Extract to read |
## START
Volfas Engelman is an alcoholic beverages manufacturer in Kaunas, Lithuania.

The establishment of the brewery Volfas Engelman dates back to the 19th century. Today the brewery produces beer, cider, alcoholic mixed drinks, kvass and energy drinks. 
Volfas Engelman brewery is named after its two founders. Since 2012, the CEO of the company is Marius Horbačauskas. It has more than 230 employees, making Volfas Engelman the second-largest brewery in Lithuania.
At the moment 99.57 % of Volfas Engelman shares belong to the Finnish Olvi Company Group. Olvi was established in 1878 by the brewer Williams Gideon Åberg and his wife Onni. At present, it is the third-largest producer of beer, cider and soft drinks in Finland. In 1994, the brewery "Ragutis" was privatized and reorganized into a joint-stock company. In 1997, at the beginning, 51% of the shares of "Ragutis" were purchased by the Czech company "Pilsner Urquell". In 1997, the latter company transferred a strategic share package to the Estonian beer company "A. le Coq', operated by the Finnish company Olvi. In April 12, 2011, the brewery was returned to its historical name — "Volfas Engelman".
## END
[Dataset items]
## START
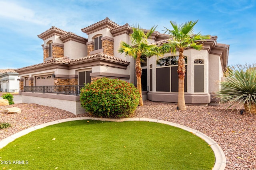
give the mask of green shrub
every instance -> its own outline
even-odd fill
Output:
[[[237,64],[227,72],[216,97],[229,107],[243,104],[246,111],[256,113],[256,64]]]
[[[13,102],[13,96],[10,93],[6,93],[3,94],[2,96],[4,99],[7,99],[9,101],[9,104],[13,104],[14,102]]]
[[[5,129],[12,126],[8,123],[0,123],[0,129]]]
[[[139,104],[140,93],[132,84],[102,78],[81,89],[81,105],[94,116],[102,117],[129,117]]]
## END
Task set |
**a.** According to the text on Volfas Engelman, who has been the company's CEO since 2012?
**b.** Rewrite the part of the Volfas Engelman text that opens with the words containing "Volfas Engelman is" and closes with "and energy drinks.", swapping "19th century" for "nineteenth century".

Answers |
**a.** Marius Horbačauskas

**b.**
Volfas Engelman is an alcoholic beverages manufacturer in Kaunas, Lithuania.

The establishment of the brewery Volfas Engelman dates back to the nineteenth century. Today the brewery produces beer, cider, alcoholic mixed drinks, kvass and energy drinks.